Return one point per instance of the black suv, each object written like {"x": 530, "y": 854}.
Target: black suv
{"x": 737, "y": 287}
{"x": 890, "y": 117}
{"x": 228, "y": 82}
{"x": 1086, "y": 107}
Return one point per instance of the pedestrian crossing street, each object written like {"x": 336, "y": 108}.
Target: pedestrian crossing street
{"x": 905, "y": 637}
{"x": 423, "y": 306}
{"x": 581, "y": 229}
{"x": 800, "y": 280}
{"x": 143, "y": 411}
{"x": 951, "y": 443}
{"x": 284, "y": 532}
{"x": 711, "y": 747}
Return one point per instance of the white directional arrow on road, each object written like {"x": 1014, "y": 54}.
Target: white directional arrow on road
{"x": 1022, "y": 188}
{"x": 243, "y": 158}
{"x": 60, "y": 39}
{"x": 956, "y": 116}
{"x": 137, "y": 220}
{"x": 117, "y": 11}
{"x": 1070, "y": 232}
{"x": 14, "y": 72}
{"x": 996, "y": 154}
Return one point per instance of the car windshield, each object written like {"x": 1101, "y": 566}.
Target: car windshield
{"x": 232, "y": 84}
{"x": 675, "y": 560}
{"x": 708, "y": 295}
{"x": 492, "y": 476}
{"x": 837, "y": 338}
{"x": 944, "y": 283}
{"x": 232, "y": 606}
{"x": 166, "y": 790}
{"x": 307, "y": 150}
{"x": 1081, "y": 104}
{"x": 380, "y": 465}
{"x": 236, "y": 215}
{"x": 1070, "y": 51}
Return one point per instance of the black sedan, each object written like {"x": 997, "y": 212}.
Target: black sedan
──────────
[What you will do]: Lay out the lines above as a Markdown table with a Row column for the row number and a Line column for the line, leaving out any blank lines.

[Exercise response]:
| Row | Line |
|---|---|
| 1 | Return one point per instance of the black suv, each object written like {"x": 530, "y": 854}. |
| 2 | Target: black suv |
| 3 | {"x": 737, "y": 287} |
| 4 | {"x": 890, "y": 117} |
| 5 | {"x": 228, "y": 82} |
| 6 | {"x": 1086, "y": 107} |
| 7 | Return one point per instance of the pedestrian crossing street, each object written like {"x": 336, "y": 108}. |
| 8 | Target: pedestrian crossing street |
| 9 | {"x": 905, "y": 637} |
| 10 | {"x": 423, "y": 306} |
| 11 | {"x": 581, "y": 229} |
| 12 | {"x": 800, "y": 280} |
| 13 | {"x": 143, "y": 411} |
| 14 | {"x": 951, "y": 443} |
| 15 | {"x": 284, "y": 532} |
| 16 | {"x": 711, "y": 747} |
| 17 | Return one point per instance of the white directional arrow on road, each object written like {"x": 1014, "y": 54}. |
| 18 | Target: white directional arrow on road |
| 19 | {"x": 1022, "y": 188} |
| 20 | {"x": 243, "y": 158} |
| 21 | {"x": 60, "y": 39} |
| 22 | {"x": 956, "y": 116} |
| 23 | {"x": 137, "y": 220} |
| 24 | {"x": 117, "y": 11} |
| 25 | {"x": 1070, "y": 232} |
| 26 | {"x": 14, "y": 72} |
| 27 | {"x": 996, "y": 154} |
| 28 | Return one point per instance of the car windshield, each object written like {"x": 1101, "y": 566}. |
| 29 | Target: car windshield |
| 30 | {"x": 232, "y": 84} |
| 31 | {"x": 675, "y": 560} |
| 32 | {"x": 708, "y": 295} |
| 33 | {"x": 492, "y": 476} |
| 34 | {"x": 837, "y": 338} |
| 35 | {"x": 944, "y": 283} |
| 36 | {"x": 232, "y": 606} |
| 37 | {"x": 166, "y": 790} |
| 38 | {"x": 307, "y": 150} |
| 39 | {"x": 1081, "y": 104} |
| 40 | {"x": 380, "y": 465} |
| 41 | {"x": 236, "y": 215} |
| 42 | {"x": 1070, "y": 51} |
| 43 | Return one point per instance of the black sedan, each object written like {"x": 997, "y": 212}. |
| 44 | Target: black sedan |